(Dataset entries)
--

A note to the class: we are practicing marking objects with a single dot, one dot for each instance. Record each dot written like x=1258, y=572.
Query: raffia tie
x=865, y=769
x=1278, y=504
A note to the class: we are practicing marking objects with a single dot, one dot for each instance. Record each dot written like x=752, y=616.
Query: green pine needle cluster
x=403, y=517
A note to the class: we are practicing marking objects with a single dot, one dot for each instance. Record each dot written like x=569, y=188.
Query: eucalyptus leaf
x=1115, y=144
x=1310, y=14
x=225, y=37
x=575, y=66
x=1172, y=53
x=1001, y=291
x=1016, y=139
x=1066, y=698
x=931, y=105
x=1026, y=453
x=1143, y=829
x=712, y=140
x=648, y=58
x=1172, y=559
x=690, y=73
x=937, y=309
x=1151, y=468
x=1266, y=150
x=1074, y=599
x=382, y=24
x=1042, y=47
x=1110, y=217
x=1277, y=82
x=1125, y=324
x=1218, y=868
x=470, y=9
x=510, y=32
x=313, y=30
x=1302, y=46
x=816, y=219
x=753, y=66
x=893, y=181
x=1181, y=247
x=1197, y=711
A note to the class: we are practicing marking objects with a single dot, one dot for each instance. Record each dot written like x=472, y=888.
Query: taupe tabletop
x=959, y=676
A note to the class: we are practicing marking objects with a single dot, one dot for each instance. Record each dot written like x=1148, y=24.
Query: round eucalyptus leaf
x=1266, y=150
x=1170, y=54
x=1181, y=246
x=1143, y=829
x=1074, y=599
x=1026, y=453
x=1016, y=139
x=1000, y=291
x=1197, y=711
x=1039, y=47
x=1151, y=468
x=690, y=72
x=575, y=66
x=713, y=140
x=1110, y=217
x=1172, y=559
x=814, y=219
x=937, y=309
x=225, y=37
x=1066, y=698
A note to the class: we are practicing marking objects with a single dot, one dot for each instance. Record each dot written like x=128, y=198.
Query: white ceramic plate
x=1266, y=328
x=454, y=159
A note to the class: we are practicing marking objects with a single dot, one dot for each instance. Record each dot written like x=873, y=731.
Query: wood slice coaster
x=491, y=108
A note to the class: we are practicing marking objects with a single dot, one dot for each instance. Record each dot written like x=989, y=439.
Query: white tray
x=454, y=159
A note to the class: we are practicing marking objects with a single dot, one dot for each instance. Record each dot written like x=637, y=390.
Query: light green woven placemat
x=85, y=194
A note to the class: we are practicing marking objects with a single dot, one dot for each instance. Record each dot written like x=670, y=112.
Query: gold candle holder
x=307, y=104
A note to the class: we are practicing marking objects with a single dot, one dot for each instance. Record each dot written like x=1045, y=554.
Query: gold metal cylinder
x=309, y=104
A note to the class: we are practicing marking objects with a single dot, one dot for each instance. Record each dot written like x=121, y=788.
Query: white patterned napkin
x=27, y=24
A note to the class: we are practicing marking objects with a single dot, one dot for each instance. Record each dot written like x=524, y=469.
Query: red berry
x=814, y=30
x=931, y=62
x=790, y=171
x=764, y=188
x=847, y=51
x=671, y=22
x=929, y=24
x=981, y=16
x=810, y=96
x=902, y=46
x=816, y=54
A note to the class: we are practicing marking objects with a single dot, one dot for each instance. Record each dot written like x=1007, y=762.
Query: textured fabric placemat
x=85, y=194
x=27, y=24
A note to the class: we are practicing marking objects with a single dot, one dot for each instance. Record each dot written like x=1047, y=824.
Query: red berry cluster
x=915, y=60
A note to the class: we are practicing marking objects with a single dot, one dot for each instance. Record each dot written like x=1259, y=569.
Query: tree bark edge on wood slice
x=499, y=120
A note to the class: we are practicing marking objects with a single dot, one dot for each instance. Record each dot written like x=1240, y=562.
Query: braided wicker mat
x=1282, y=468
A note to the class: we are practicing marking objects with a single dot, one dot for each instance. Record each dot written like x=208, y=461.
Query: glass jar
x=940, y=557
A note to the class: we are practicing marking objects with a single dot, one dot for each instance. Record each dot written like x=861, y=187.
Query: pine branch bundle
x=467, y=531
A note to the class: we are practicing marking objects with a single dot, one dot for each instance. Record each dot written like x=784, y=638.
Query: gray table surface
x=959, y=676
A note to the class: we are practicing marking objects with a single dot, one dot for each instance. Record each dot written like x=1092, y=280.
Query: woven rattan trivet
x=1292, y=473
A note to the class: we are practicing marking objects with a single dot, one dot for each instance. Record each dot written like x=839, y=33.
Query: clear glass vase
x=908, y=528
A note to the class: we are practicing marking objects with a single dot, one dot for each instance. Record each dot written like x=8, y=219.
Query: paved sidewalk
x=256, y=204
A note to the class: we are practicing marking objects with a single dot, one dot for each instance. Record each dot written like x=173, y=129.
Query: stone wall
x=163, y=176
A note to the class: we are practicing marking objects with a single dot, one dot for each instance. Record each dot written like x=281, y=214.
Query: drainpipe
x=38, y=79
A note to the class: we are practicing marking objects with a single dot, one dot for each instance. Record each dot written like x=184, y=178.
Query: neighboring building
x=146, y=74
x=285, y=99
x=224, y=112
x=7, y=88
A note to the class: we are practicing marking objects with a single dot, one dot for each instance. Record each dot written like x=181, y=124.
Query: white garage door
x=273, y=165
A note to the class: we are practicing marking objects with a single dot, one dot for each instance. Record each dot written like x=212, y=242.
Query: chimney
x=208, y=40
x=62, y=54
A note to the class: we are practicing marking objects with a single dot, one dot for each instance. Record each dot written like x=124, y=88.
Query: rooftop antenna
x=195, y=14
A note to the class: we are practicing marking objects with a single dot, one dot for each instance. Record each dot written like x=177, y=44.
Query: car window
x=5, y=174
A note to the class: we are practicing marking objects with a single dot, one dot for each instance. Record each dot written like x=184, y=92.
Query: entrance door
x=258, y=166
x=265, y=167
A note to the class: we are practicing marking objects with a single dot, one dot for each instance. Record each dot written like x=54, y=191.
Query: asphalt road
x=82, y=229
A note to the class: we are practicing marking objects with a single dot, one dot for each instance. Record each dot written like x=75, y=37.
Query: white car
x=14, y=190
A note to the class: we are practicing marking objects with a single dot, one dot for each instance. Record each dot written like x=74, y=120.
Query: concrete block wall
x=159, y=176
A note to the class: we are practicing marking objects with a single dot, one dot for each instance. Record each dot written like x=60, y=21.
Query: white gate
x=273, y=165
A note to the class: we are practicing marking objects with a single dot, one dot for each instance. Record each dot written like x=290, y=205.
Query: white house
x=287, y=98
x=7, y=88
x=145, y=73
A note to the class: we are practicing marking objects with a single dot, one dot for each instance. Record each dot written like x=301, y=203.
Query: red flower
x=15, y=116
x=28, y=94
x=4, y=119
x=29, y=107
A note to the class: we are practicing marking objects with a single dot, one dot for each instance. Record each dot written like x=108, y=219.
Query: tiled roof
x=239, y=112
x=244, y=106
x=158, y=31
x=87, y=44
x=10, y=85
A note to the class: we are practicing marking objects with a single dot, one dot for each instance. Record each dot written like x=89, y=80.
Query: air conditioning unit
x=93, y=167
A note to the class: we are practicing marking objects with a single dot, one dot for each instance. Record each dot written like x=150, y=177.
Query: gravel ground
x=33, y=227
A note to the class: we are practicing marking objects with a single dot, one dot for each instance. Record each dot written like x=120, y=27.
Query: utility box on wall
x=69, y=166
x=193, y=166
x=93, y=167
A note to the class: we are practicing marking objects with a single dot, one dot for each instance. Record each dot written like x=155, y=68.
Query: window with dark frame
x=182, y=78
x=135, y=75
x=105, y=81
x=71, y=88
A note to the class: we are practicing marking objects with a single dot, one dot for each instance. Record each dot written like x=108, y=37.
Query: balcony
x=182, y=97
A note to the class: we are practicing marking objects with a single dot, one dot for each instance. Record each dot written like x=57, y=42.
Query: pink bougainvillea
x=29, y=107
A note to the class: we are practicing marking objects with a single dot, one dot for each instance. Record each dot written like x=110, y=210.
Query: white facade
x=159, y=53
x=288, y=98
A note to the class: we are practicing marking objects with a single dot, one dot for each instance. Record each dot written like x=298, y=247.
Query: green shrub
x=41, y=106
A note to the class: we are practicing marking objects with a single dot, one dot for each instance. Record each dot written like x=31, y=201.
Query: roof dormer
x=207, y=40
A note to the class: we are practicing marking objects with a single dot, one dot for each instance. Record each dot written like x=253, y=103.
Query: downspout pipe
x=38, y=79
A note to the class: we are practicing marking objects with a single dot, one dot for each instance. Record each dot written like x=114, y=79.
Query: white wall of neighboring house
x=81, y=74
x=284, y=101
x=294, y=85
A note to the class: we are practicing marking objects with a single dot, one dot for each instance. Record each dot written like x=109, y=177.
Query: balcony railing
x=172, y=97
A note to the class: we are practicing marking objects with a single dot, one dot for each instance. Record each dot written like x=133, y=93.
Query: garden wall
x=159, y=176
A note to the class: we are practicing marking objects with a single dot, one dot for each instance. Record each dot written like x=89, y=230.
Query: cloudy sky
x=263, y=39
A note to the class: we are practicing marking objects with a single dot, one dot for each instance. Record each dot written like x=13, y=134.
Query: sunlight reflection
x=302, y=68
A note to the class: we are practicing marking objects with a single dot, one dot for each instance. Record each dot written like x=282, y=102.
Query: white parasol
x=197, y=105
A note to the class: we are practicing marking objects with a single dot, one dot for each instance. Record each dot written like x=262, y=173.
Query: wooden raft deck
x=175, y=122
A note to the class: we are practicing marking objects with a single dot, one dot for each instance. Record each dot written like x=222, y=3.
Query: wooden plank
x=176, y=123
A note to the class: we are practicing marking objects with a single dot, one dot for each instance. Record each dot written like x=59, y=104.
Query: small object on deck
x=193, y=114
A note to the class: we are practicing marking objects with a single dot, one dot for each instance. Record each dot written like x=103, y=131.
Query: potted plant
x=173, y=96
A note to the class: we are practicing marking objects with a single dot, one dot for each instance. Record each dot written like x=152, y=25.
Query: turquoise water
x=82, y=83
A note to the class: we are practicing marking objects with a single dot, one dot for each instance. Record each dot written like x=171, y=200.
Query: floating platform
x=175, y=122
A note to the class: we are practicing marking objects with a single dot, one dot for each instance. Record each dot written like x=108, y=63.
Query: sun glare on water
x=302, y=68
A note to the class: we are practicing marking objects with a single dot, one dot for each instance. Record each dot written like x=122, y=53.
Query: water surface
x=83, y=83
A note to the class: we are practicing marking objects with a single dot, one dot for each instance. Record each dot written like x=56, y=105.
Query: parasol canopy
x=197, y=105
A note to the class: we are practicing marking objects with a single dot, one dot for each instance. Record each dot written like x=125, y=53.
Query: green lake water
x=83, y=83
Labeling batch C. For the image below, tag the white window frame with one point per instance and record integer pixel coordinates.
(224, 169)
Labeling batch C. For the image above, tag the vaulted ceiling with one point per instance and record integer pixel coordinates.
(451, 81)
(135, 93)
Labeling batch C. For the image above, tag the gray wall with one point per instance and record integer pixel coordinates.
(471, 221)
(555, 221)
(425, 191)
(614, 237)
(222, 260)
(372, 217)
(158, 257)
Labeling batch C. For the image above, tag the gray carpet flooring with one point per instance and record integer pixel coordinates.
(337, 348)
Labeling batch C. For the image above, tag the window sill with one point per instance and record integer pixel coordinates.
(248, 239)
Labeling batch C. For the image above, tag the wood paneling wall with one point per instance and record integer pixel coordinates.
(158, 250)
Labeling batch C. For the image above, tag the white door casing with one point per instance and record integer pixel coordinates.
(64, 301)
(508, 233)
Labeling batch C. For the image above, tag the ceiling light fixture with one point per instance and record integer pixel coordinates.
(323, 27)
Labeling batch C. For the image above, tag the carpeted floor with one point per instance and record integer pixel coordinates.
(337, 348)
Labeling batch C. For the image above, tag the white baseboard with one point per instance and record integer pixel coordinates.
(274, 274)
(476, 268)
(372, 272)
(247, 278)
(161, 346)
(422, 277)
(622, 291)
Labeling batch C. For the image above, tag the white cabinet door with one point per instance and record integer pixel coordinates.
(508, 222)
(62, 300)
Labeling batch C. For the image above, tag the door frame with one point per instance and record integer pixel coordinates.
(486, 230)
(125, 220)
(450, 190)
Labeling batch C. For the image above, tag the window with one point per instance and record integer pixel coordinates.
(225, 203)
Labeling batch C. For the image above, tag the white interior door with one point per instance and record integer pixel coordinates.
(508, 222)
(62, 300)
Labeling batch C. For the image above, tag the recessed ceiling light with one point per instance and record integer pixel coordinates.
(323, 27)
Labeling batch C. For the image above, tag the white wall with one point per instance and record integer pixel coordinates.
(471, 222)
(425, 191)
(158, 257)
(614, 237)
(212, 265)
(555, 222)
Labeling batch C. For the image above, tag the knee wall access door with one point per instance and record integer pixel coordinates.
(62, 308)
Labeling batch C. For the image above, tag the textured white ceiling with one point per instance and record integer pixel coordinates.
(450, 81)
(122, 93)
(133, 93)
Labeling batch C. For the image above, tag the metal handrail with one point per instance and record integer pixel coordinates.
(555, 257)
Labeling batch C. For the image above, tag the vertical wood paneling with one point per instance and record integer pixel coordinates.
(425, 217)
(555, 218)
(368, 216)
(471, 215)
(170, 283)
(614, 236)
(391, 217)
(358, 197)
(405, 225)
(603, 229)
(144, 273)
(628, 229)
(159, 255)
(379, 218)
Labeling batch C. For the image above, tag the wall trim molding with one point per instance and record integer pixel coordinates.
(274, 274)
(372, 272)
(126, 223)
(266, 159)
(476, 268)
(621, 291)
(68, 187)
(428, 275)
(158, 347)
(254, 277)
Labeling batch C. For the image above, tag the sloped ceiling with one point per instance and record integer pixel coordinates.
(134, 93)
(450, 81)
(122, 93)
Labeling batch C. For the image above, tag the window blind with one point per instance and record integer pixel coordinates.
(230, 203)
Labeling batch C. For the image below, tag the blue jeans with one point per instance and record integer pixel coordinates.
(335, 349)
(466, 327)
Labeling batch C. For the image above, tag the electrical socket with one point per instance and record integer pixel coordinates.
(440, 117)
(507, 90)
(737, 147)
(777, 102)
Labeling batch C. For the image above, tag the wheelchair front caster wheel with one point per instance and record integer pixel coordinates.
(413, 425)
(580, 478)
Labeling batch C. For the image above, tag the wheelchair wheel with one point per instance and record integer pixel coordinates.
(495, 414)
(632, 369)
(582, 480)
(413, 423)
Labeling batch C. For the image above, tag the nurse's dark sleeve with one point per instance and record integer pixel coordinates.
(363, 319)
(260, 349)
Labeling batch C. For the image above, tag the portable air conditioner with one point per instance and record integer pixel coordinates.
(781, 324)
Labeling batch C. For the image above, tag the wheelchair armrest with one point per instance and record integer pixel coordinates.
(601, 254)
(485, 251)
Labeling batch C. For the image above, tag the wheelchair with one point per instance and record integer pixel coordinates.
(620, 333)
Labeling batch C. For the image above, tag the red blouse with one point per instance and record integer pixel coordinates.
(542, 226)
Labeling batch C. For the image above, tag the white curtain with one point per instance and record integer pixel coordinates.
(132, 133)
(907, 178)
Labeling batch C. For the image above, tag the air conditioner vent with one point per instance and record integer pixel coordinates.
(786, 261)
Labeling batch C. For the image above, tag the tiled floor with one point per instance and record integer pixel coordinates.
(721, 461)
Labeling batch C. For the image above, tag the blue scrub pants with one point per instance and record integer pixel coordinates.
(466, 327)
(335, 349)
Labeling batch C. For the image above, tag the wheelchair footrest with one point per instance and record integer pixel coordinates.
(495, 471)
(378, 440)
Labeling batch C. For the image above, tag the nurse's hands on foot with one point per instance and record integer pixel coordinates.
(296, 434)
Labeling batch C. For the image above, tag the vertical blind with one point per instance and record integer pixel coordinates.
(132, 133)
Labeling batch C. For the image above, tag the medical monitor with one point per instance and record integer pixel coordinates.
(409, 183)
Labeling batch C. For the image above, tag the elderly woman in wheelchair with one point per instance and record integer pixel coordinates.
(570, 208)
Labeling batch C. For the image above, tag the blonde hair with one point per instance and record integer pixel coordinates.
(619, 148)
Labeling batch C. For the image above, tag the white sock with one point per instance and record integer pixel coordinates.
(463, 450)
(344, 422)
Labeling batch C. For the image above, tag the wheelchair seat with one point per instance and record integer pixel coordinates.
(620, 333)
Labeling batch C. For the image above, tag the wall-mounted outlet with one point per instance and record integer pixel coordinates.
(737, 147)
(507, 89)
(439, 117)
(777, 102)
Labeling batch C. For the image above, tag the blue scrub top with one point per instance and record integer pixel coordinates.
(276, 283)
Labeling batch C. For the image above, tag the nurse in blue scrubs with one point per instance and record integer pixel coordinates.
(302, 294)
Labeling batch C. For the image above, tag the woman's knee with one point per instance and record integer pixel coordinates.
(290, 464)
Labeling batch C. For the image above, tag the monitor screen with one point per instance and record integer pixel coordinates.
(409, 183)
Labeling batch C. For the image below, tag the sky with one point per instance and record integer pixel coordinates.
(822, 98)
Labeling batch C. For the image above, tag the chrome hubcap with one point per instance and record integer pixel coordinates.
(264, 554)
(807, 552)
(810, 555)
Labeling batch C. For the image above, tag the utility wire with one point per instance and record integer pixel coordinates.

--

Task to complete:
Starting at the first line of the records above, please copy every line exactly through the line containing "like x=1148, y=24.", and stop there.

Written answer:
A note to the class: we are practicing marking objects with a single dot, one dot for each instance. Record each dot written like x=1258, y=572.
Query: raffia tie
x=865, y=769
x=1278, y=504
A note to the class: we are practicing marking objects with a single dot, one dot for each instance. Record each dot written like x=752, y=616.
Query: green pine needle cluster
x=403, y=517
A note to the class: we are practicing marking objects with a single dot, one dot for each instance. Record each dot written like x=569, y=188.
Query: eucalyptus leaf
x=1115, y=144
x=1310, y=14
x=225, y=37
x=575, y=66
x=1172, y=53
x=1001, y=291
x=1016, y=139
x=1066, y=698
x=931, y=105
x=1026, y=453
x=1143, y=829
x=712, y=140
x=648, y=58
x=1172, y=559
x=690, y=73
x=937, y=309
x=1151, y=468
x=1266, y=150
x=1074, y=599
x=382, y=24
x=1042, y=47
x=1110, y=217
x=1277, y=82
x=1125, y=324
x=1218, y=868
x=470, y=9
x=510, y=32
x=313, y=30
x=1302, y=46
x=816, y=219
x=753, y=66
x=893, y=181
x=1181, y=247
x=1197, y=711
A note to the class: we are practicing marking objects with a single dot, one dot for each instance. Record each dot written like x=472, y=888.
Query: taupe tabletop
x=959, y=676
A note to the class: we are practicing marking objects with a single dot, one dot for each instance. Record each dot written like x=1148, y=24.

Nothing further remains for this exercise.